▶ [Selected passage]:
- The Medicare Payment Advisory Commission is taking a cautious approach to permanent telehealth policy, advising lawmakers to extend some emergency rules for telehealth access and coverage up to a few years after the coronavirus pandemic ends and to keep on studying how these tools and platforms affect healthcare delivery.
MedPAC’s report to Congress, released yesterday, will disappoint connected health advocates who had hoped the agency would set a clear path for long-term telehealth policy. But it also underscores the degree to which healthcare delivery has been changed by the COVID-19 Public Health Emergency.
“In the report, we present a policy option for expanded coverage for Medicare telehealth policy after the PHE is over,” MedPAC says in a press release accompanying the report. “Under the policy option, policymakers should temporarily continue some of the telehealth expansions for a limited duration of time (e.g., one or two years after the PHE) to gather more evidence about the impact of telehealth on beneficiary access to care, quality of care, and program spending to inform any permanent changes.”
The agency recommends continuing Medicare coverage for telehealth services regardless of where the beneficiary is located, as well as covering audio-only services “if there is potential for clinical benefit” and some new services. It notes that coverage for audio-only services is new, so there’s very little evidence as to whether it reduces costs or improves quality or outcomes.
It also notes that the Centers for Medicare & Medicaid Services had covered roughly 100 telehealth services prior to the pandemic, and has added more than 140 services in the past year. Nine of those new services have been made permanent through the Physician Fee Schedule, while about 60 will be covered through the end of the PHE.

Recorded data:
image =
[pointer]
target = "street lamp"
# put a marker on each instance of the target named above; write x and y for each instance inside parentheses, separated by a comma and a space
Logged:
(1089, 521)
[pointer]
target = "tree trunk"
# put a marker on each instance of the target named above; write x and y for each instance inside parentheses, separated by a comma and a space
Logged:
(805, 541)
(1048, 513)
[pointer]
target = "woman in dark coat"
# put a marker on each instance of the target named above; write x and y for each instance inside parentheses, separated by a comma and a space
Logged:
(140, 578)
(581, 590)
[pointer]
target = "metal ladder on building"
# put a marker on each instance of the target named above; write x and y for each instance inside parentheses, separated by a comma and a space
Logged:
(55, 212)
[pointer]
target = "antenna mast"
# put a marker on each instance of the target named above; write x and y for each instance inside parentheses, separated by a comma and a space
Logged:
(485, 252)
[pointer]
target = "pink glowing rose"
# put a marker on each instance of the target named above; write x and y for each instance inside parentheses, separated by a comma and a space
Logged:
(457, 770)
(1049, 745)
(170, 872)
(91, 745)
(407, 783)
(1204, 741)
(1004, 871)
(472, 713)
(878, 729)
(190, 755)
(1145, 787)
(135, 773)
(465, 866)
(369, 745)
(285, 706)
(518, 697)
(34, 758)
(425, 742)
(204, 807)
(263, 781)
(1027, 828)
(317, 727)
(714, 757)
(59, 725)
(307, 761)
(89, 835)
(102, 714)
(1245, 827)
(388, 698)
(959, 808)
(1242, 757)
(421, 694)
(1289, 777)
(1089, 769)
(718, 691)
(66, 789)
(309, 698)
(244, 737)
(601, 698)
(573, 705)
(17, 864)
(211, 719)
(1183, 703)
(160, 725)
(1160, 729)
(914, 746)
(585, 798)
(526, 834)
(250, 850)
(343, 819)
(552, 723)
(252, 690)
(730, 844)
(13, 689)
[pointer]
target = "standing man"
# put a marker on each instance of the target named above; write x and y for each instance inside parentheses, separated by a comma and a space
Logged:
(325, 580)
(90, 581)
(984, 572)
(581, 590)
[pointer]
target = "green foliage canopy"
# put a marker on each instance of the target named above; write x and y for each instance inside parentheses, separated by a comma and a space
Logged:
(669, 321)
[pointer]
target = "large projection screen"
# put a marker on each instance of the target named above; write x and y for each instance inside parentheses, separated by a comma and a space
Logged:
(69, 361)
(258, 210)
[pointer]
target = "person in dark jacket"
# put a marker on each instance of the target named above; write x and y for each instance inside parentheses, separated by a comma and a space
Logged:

▶ [Problems and tasks]:
1. According to the telehealth passage, why does MedPAC propose continuing some telehealth expansions for only a limited time after the public health emergency?
2. Extract from the telehealth passage the portion that opens with the words containing "- The Medicare" and closes with "affect healthcare delivery.".

▶ [Responses to the tasks]:
1. The temporary extension, for example one or two years after the PHE, is meant to gather more evidence about telehealth's impact on beneficiary access to care, quality of care, and program spending. That evidence would then inform any permanent changes.

2.
- The Medicare Payment Advisory Commission is taking a cautious approach to permanent telehealth policy, advising lawmakers to extend some emergency rules for telehealth access and coverage up to a few years after the coronavirus pandemic ends and to keep on studying how these tools and platforms affect healthcare delivery.